━━ Page extract ━━

NEW YORK – There are Greek-Americans who have built porches and garages that resemble the Parthenon as a tribute to the architectural achievements of the Greeks, but how many have so honored the Hellenic legacy in other fields of endeavor?
Jim Fakatselis is a professor of Astronomy at Queensboro Community college, but as devoted as he is to his students, he can’t wait to get into his backyard observatory, which he built in 2009 to house the equipment he amassed through the years.
Using his iPhone he can open the roof, point the telescope, and take a picture automatically. Filters and advanced software enable him to overcome light pollution and generate extraordinary images. Technology give him power Galileo could not dream of.
Some obstacles cannot be overcome, however. “I was up through 3AM yesterday taking pictures. Then the clouds came in and I had to go to sleep.”
When he spots interesting things, he shares them with people in the relevant field, but the chief beneficiaries of his astrophotography hobby – which trumps his love of fishing and woodworking – are his students.
He took a winding path to teaching – after his formal studies he also took a detour when he opened up a ski resort in at the famous Greek-owned Olympia Hotel in Wyndham, NY – but it is understandable that he made his way to academia. While he never had mentors or career guides – “I was kind of on my own” – he always revered his teachers.
As he began to think of retirement after working for the Sperry Gyroscope Company for 18 years designing and building laser gyroscopes, and then managing the laser gyroscope department of Allied Signal and then as the chief scientist developing new products when it was bought by L-3 Communications, Fakatselis received a call from a former classmate who became the head of the physics department at Queensboro Community College.
He jumped at the invitation to teach one astronomy class – he now teachers five – but the decision did not come out of the blue. That life pattern began at Sperry, where he was asked to present one course on laser gyros and ended up teaching there for 16 years. The return of Halley’s comment in 1986 also rekindled his childhood interest in astronomy.
His late devotion to teaching is complemented by a deep respect for his students.

━━━

§ Problems to solve
a: According to the article about the astronomy professor, in what year did he build his backyard observatory?
b: Rewrite the records from the line with "Target: neighboring house" up to and including the last line of the records, replacing "pixel coordinates" with "image coordinates" and leaving everything else unchanged.
The records are unrelated to the text.

━━ Items ━━

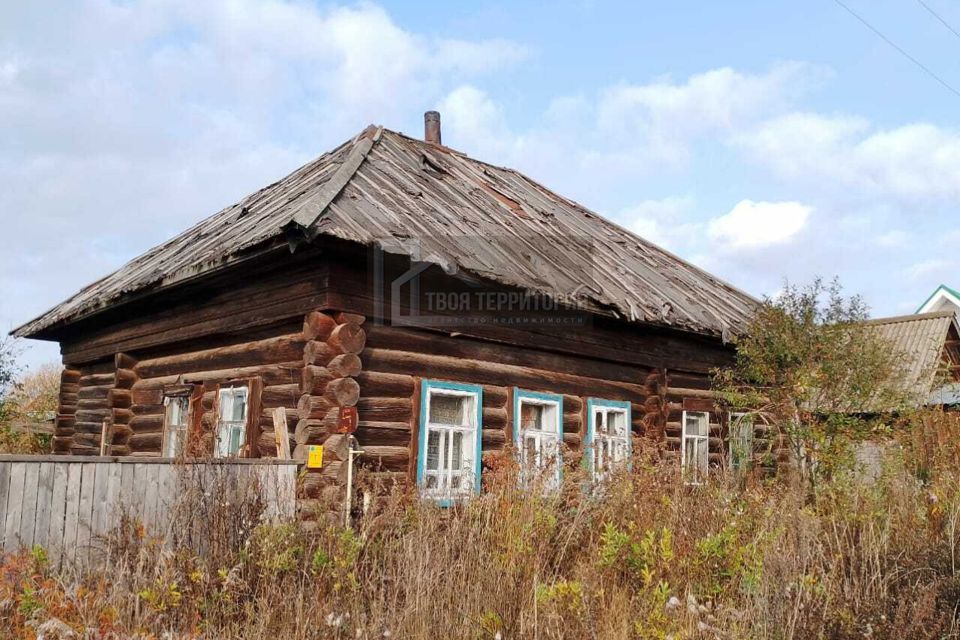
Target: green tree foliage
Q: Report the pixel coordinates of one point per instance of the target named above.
(810, 368)
(9, 370)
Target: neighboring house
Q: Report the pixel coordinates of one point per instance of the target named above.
(942, 299)
(457, 305)
(930, 346)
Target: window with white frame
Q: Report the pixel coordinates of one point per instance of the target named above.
(695, 446)
(232, 421)
(608, 435)
(175, 423)
(449, 453)
(538, 431)
(741, 441)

━━━

§ Answers for the exercise
a: 2009

b:
Target: neighboring house
Q: Report the image coordinates of one point per instance of the target named above.
(942, 299)
(457, 305)
(930, 346)
Target: window with white frame
Q: Report the image coordinates of one point per instance of the target named above.
(695, 446)
(232, 421)
(608, 435)
(175, 423)
(449, 453)
(538, 431)
(741, 441)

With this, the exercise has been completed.